TEXT SECTION ▸

------

Cartulary \Car"tu*la*ry\, n.; pl. Cartularies. [LL. cartularium, chartularium, fr. L. charta paper: cf. F. cartulaire. See 1st Card.]

  1. A register, or record, as of a monastery or church.

  2. An ecclesiastical officer who had charge of records or other public papers.

Wiktionary
cartulary

n. 1 (context ecclesiastical English) A register, or record, as of a monastery or church. 2 (context ecclesiastical English) An ecclesiastical officer who had charge of records or other public papers.

Wikipedia
Cartulary

A cartulary or chartulary (, Latin: cartularium or chartularium), also called pancarta or codex diplomaticus, is a medieval manuscript volume or roll ( rotulus) containing transcriptions of original documents relating to the foundation, privileges, and legal rights of ecclesiastical establishments, municipal corporations, industrial associations, institutions of learning, or families. The term is sometimes also applied to collections of original documents bound in one volume or attached to one another so as to form a roll, as well as to custodians of such collections.

The allusion of Gregory of Tours to chartarum tomi in the 6th century is commonly taken to refer to cartularies. The oldest surviving cartularies, however, originated in the 10th century. Those from the 10th to the 13th centuries are very numerous.

Cartularies frequently contain historical texts, known as cartulary chronicles, which may focus on the history of the monastery whose legal documents it accompanies, or may be a more general history of the world. This link between legal and historical writings has to be understood in the context of the importance of past events for establishing legal precedence.

Generally speaking, a cartulary attested by the signatures or marks of a number of prominent individuals ranks as a public document possessing greater value than a private letter or the narrative of an annalist.

Sometimes the copyist of the cartulary reproduced the original documents with literal exactness. On the other hand, some copyists took liberties with the text, including modifying the phraseology, modernizing proper names of persons and places, and even changing the substance, so as to extend the scope of the privileges or immunities granted in the document. The value of a cartulary as a historical document depends not only on how faithfully it reproduces the substance of the original, but also, if edited, on the clues it contains to the motivation for those changes. These questions are generally the subject of scrutiny under well-known canons of historical criticism.

------

Dataset entries on where objects appear:
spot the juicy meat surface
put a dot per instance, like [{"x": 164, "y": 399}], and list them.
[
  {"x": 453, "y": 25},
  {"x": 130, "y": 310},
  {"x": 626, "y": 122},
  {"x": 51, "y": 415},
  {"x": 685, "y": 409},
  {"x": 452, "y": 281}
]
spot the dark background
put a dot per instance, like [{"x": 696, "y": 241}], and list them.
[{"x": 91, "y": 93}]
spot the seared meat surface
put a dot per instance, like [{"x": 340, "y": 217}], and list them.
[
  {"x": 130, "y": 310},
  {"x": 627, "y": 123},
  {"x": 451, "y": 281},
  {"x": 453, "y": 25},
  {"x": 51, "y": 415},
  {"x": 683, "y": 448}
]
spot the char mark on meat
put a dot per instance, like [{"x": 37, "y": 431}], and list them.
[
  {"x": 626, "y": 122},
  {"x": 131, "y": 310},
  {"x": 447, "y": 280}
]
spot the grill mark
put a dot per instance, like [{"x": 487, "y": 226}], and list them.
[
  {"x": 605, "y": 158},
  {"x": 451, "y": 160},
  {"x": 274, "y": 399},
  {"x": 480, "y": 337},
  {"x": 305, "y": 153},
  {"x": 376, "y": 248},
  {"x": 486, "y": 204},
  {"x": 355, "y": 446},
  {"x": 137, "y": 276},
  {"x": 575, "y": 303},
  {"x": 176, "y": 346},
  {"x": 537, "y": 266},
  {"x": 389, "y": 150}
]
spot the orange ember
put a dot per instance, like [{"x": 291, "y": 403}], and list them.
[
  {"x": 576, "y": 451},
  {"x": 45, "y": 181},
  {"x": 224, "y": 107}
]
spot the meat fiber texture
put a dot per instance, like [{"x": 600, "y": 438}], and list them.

------

In the cartulary text, in which century did the oldest surviving cartularies originate?

EXERCISE RESULT ▸
The 10th century.